» **Brief**
Please copy all of the entries below word for word, leaving out the pictures.

--

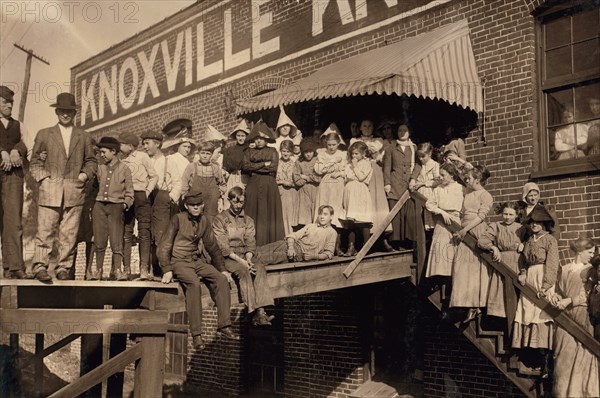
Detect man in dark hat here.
[30,93,98,281]
[158,191,239,349]
[0,86,27,279]
[142,130,181,274]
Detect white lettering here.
[252,0,282,59]
[119,57,139,109]
[185,28,194,86]
[223,8,250,70]
[138,43,160,105]
[98,65,117,119]
[160,32,183,91]
[80,73,98,126]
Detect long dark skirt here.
[388,198,417,241]
[244,174,285,246]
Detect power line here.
[4,0,31,39]
[0,23,33,68]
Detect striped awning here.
[237,20,483,114]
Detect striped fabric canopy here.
[237,20,483,114]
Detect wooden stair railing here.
[344,191,410,278]
[411,192,600,357]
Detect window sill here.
[531,158,600,178]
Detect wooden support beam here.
[133,336,165,398]
[34,334,44,396]
[413,193,600,357]
[0,308,168,335]
[19,334,81,370]
[50,344,143,398]
[0,279,177,290]
[267,251,412,298]
[344,190,410,278]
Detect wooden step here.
[348,380,423,398]
[420,294,536,398]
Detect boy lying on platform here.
[257,205,337,264]
[157,191,239,349]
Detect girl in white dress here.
[344,141,373,257]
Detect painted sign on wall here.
[72,0,440,128]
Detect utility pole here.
[15,43,50,122]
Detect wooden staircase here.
[428,286,542,398]
[411,193,600,397]
[344,193,600,397]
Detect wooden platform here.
[145,250,414,313]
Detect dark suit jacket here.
[29,124,98,207]
[383,141,421,200]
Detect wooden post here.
[133,335,165,398]
[106,333,127,397]
[15,43,50,121]
[80,334,102,397]
[34,334,46,397]
[410,194,427,286]
[344,190,410,278]
[100,304,112,398]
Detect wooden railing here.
[411,192,600,357]
[344,191,600,357]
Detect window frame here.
[532,0,600,177]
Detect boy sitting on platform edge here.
[157,191,239,349]
[257,205,337,264]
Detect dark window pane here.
[575,83,600,122]
[573,39,600,72]
[546,89,573,126]
[546,47,571,79]
[573,9,600,42]
[546,17,571,49]
[548,123,588,160]
[586,116,600,156]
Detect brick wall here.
[186,300,246,395]
[74,0,600,261]
[422,303,523,398]
[284,289,364,398]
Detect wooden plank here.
[106,334,127,397]
[429,294,535,398]
[460,229,600,357]
[50,344,143,398]
[0,308,168,335]
[413,188,600,357]
[0,279,177,290]
[413,192,427,283]
[265,250,412,272]
[79,334,102,398]
[344,191,410,278]
[100,304,112,398]
[34,334,44,396]
[267,252,412,298]
[19,334,81,370]
[133,336,165,398]
[0,279,18,308]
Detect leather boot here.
[342,242,357,257]
[140,264,150,281]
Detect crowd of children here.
[7,91,600,396]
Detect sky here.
[0,0,196,135]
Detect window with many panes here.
[538,0,600,174]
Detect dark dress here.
[223,143,248,191]
[383,141,421,241]
[242,147,285,246]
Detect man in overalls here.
[142,130,181,274]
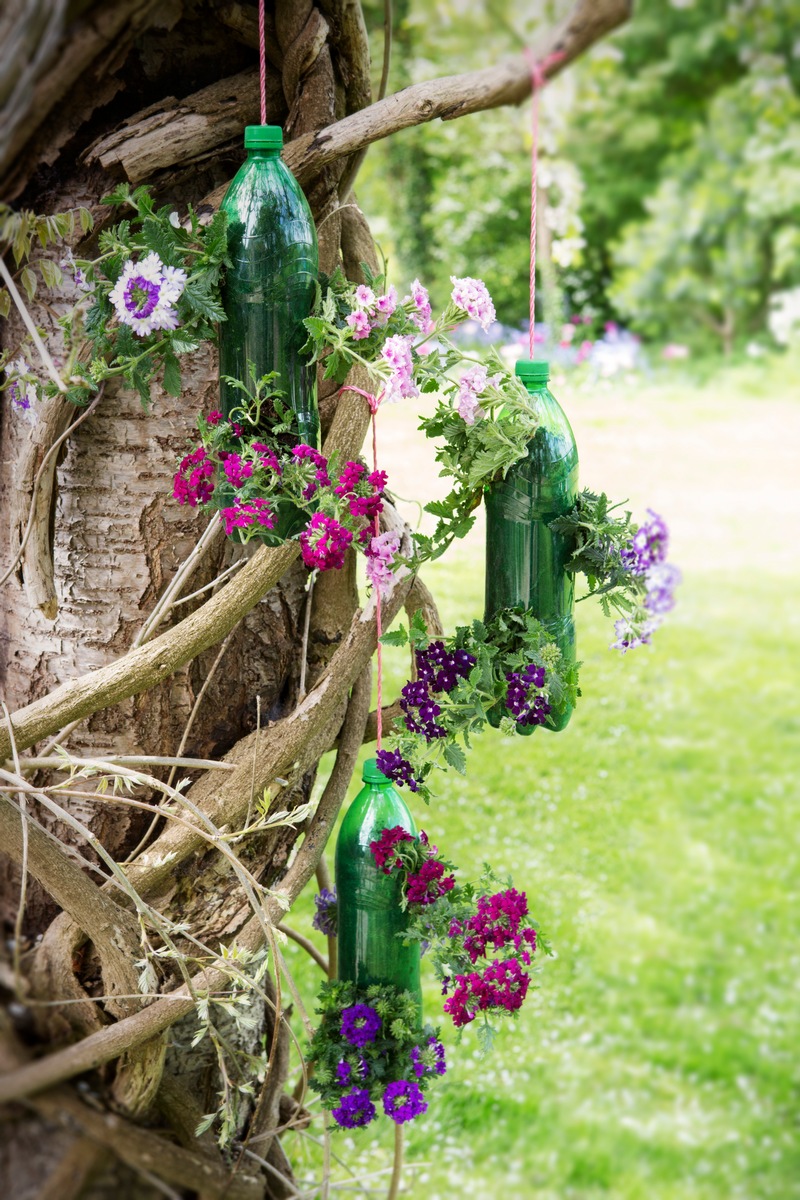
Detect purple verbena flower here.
[331,1087,378,1129]
[312,888,339,937]
[384,1079,428,1124]
[341,1004,381,1049]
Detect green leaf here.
[163,350,181,396]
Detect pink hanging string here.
[339,384,384,752]
[525,48,564,359]
[258,0,266,125]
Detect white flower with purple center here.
[109,251,187,337]
[450,275,497,329]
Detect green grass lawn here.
[278,350,800,1200]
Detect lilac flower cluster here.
[610,509,681,654]
[344,283,397,342]
[450,275,497,329]
[506,662,551,725]
[300,512,353,571]
[456,364,500,425]
[312,888,339,937]
[380,334,420,404]
[108,251,188,337]
[367,529,399,599]
[620,509,669,575]
[443,888,536,1027]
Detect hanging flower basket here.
[485,359,578,733]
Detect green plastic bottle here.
[219,125,319,448]
[336,758,422,1012]
[486,359,578,733]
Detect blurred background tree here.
[359,0,800,352]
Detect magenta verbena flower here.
[300,512,353,571]
[341,1004,383,1049]
[108,251,187,337]
[312,888,339,937]
[375,750,420,792]
[405,858,456,905]
[331,1087,378,1129]
[384,1079,428,1124]
[173,446,213,509]
[369,825,414,875]
[450,275,495,329]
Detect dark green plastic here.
[219,135,319,538]
[486,359,578,733]
[336,758,422,1012]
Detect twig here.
[0,384,106,587]
[2,701,28,1001]
[132,520,222,649]
[278,922,329,974]
[297,568,317,700]
[0,254,67,392]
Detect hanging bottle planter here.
[336,758,422,1013]
[486,359,578,734]
[219,125,319,538]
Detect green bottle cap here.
[245,125,283,150]
[513,359,551,386]
[361,758,391,784]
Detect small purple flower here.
[331,1087,378,1129]
[620,509,669,575]
[375,750,420,792]
[384,1079,428,1124]
[341,1004,381,1049]
[312,888,339,937]
[644,563,681,617]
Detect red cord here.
[258,0,266,125]
[525,49,564,359]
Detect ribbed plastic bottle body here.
[486,384,578,731]
[219,150,319,446]
[336,780,422,1007]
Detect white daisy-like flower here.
[109,251,187,337]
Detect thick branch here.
[0,657,376,1104]
[203,0,632,205]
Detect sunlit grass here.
[278,357,800,1200]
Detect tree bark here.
[0,0,628,1200]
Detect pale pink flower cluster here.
[344,283,397,342]
[456,364,501,425]
[366,529,399,598]
[380,334,420,404]
[450,275,497,329]
[403,280,433,334]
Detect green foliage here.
[307,980,437,1109]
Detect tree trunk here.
[0,0,627,1200]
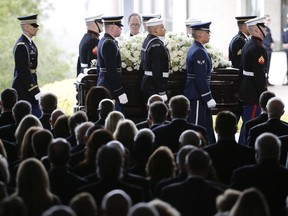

--

» **Result below**
Detect man in dark hat here.
[30,93,98,281]
[158,191,239,349]
[0,86,27,279]
[142,130,181,274]
Detect white lettering here.
[252,0,282,59]
[119,57,139,109]
[185,28,194,86]
[223,8,250,70]
[138,43,160,105]
[98,65,117,119]
[160,32,183,91]
[80,73,98,126]
Detect long dark skirt here.
[388,198,417,241]
[244,174,285,246]
Detect power line here.
[4,0,31,39]
[0,23,33,68]
Detect striped awning here.
[237,20,483,114]
Detect striped fabric canopy here.
[237,20,483,114]
Detect wooden stair railing here.
[344,191,410,278]
[411,192,600,357]
Detect window sill here.
[531,158,600,178]
Detect wooden support beam here.
[133,336,165,398]
[34,334,44,396]
[413,193,600,357]
[0,308,168,335]
[19,334,81,370]
[50,344,143,398]
[0,279,177,290]
[267,251,412,298]
[344,190,410,278]
Detect wooden step here.
[348,380,423,398]
[420,294,536,398]
Detect boy lying on platform here.
[257,205,337,264]
[157,191,239,349]
Detect girl in white dress here.
[344,141,373,257]
Detect painted sign on wall here.
[72,0,440,128]
Detect utility pole here.
[15,43,50,122]
Detect wooden staircase here.
[428,286,542,398]
[411,193,600,397]
[344,193,600,397]
Detect wooden platform here.
[145,250,414,313]
Detect dark suit jacket here.
[29,124,98,207]
[383,141,421,200]
Detect wooden post here.
[133,335,165,398]
[106,333,127,397]
[15,43,50,121]
[80,334,102,397]
[34,334,46,397]
[410,194,427,286]
[344,190,410,278]
[100,304,112,398]
Detect wooden railing here.
[411,192,600,357]
[344,191,600,357]
Detect window frame here.
[532,0,600,177]
Detect boy sitting on platform edge here.
[157,191,239,349]
[257,205,337,264]
Detect dark window pane here.
[575,83,600,122]
[573,39,600,72]
[546,89,573,126]
[546,47,571,79]
[573,9,600,42]
[546,17,571,49]
[548,123,588,160]
[586,116,600,156]
Detect brick wall here.
[186,300,246,395]
[74,0,600,261]
[422,303,523,398]
[284,289,364,398]
Detect wooden plank here.
[106,334,127,397]
[429,294,535,398]
[460,229,600,357]
[50,344,143,398]
[0,308,168,335]
[413,188,600,357]
[0,279,177,290]
[413,192,427,283]
[265,250,412,272]
[79,334,102,398]
[344,191,410,278]
[100,304,112,398]
[34,334,44,396]
[267,252,412,298]
[19,334,81,370]
[133,336,165,398]
[0,279,18,308]
Detect leather boot here.
[342,242,357,257]
[140,264,150,281]
Detect crowd of children here.
[7,91,600,396]
Detect sky here.
[0,0,196,135]
Detect window with many panes here.
[538,0,600,174]
Detect dark dress here.
[223,143,248,191]
[383,141,421,241]
[242,147,285,246]
Detect man in overalls here.
[142,130,181,274]
Detect purple verbena flower here.
[331,1087,378,1129]
[312,888,339,937]
[384,1079,428,1124]
[341,1004,381,1049]
Detect green leaf here.
[163,350,181,396]
Detect pink hanging string here.
[339,384,384,752]
[525,48,564,359]
[258,0,266,125]
Detect white flower with purple center here.
[109,251,187,337]
[450,275,497,329]
Detect green grass lawn here.
[278,350,800,1200]
Detect lilac flower cluster here.
[610,509,681,654]
[344,283,397,342]
[450,275,497,329]
[506,662,551,725]
[300,512,353,571]
[456,364,500,425]
[312,888,339,937]
[380,334,420,404]
[108,251,188,337]
[367,529,399,599]
[620,509,669,575]
[443,888,536,1027]
Detect hanging flower basket here.
[485,359,578,733]
Detect green plastic bottle here.
[219,125,319,448]
[336,758,422,1012]
[486,359,578,733]
Detect blurred background tree here.
[359,0,800,352]
Detect magenta verbena flower here.
[300,512,353,571]
[341,1004,383,1049]
[108,251,187,337]
[312,888,339,937]
[375,750,420,792]
[405,858,456,905]
[331,1087,378,1129]
[384,1079,428,1124]
[173,446,213,509]
[369,825,414,875]
[450,275,495,329]
Detect dark green plastic here.
[219,135,319,538]
[486,359,578,733]
[336,758,422,1012]
Detect twig here.
[0,384,106,587]
[2,701,28,1001]
[132,520,222,649]
[278,922,329,974]
[297,568,317,700]
[0,254,67,392]
Detect hanging bottle planter here.
[336,758,422,1013]
[486,359,578,734]
[219,125,319,538]
Detect green bottle cap here.
[245,125,283,150]
[513,359,551,386]
[361,758,391,784]
Detect small purple flower here.
[331,1087,378,1129]
[620,509,669,575]
[375,750,420,792]
[384,1079,428,1124]
[341,1004,381,1049]
[312,888,339,937]
[644,563,681,617]
Detect red cord here.
[258,0,266,125]
[525,49,564,359]
Detect ribbed plastic bottle body here.
[486,384,578,731]
[219,150,319,446]
[336,780,422,1007]
Detect white daisy-like flower here.
[109,251,187,337]
Detect thick branch here.
[0,657,376,1104]
[203,0,632,205]
Detect sunlit grass here.
[278,357,800,1200]
Detect tree bark here.
[0,0,628,1200]
Detect pale pink flower cluster here.
[344,283,397,342]
[456,364,501,425]
[366,529,399,598]
[380,334,420,404]
[450,275,497,329]
[403,280,433,334]
Detect green foliage here.
[307,980,437,1109]
Detect tree trunk here.
[0,0,627,1200]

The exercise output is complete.